[[ Exercise passage open ]]

To increase the efficiency of next generation sequences such as the Illumina HiSeq and the IonTorrent multiple samples can be pooled into a single run on these machines. To separate these samples from the mountain of reads produced small barcode sequences (such as MID labels) are usually attached to the separate samples prior to sequencing. These labels can be reused or skipped if the samples differ from each other based on the primers used for sequencing. For example in DNA barcoding projects ITS samples can be mixed with CO1 samples. The Split_on_Primer.py script is desigend to split these next generation reads based on the primers used for sequencing. Both substitution (hamming) and fuzzy (levenshtein) string searches are used to accurately determine the origin of a read.
The script can be cloned from the github repository. The python code works with both python versions 2.7 and 3.0 or higher.
The basic command to run the pipeline is:
Split_on_Primer.py -f <sequence_file> -p <primer_file>
This command will split the sequences in the sequences file based on the primers listed in the primer file. The input sequences can be provided in either FASTA or FASTQ format. By default the primer file is in .csv format, with column 1 containing the primer name and column 2 the primer sequences, each primer should be placed on a new line. for example:
ITS1,CCGTAGGTGAACCTGCGG
ITS2,CATCGATGAAGAACGCAGC
The script will create an output sequence file for each primer provided in the primer file, together with one 'unsorted' file. The output file formats are the same as in the input sequence file format.
Different separators (such as tabs) can be provided for the primer file with the -d
,
--delimiter
argument (for tabs the argument 'tab' or '\t' needs to be provided).
The primer sequences can be trimmed from the reads sequences with the --trim
argument.
By default the script will only look for exact matches between the reads and the primers.
(hamming distance is 0). Substitutions can be allowed with the -m
or --mis
argument.
The number of mismatches allowed is a trade-off between accuracy (a low number of mismatches
allowed) and quantity (a high number of mismatches, but increases the number of false-
positives). The mismatch parameter should depend on the length of the primers used (longer
primers might need higher mismatch settings since there is more room for substitutions)
and the general quality of the sequencing run.
Shifts can occur between the reads and the primers, either due to sequencing errors or due
to post-processing of the reads (trimming of barcode sequences). By default the pipeline
does not look for shifted sequences, so if a shift occurs the number of mismatches shoots
up and the read cannot be assigned to a primer. With the -s
or --shift
argument the
maximum number of nucleotides shifted between the primers and the reads can be specified.
A higher shift value will be able to assign more reads to the primers, but might introduce
false-positives.

[[ Exercise passage closed ]]
[[ Supplied information open ]]

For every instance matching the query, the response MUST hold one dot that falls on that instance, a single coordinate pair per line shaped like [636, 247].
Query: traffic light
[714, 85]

[[ Supplied information closed ]]

### What is needed
Reproduce the part of the Split_on_Primer.py page starting at "By default the script" and ending at "room for substitutions)", word for word.

### Solution below
By default the script will only look for exact matches between the reads and the primers.
(hamming distance is 0). Substitutions can be allowed with the -m
or --mis
argument.
The number of mismatches allowed is a trade-off between accuracy (a low number of mismatches
allowed) and quantity (a high number of mismatches, but increases the number of false-
positives). The mismatch parameter should depend on the length of the primers used (longer
primers might need higher mismatch settings since there is more room for substitutions)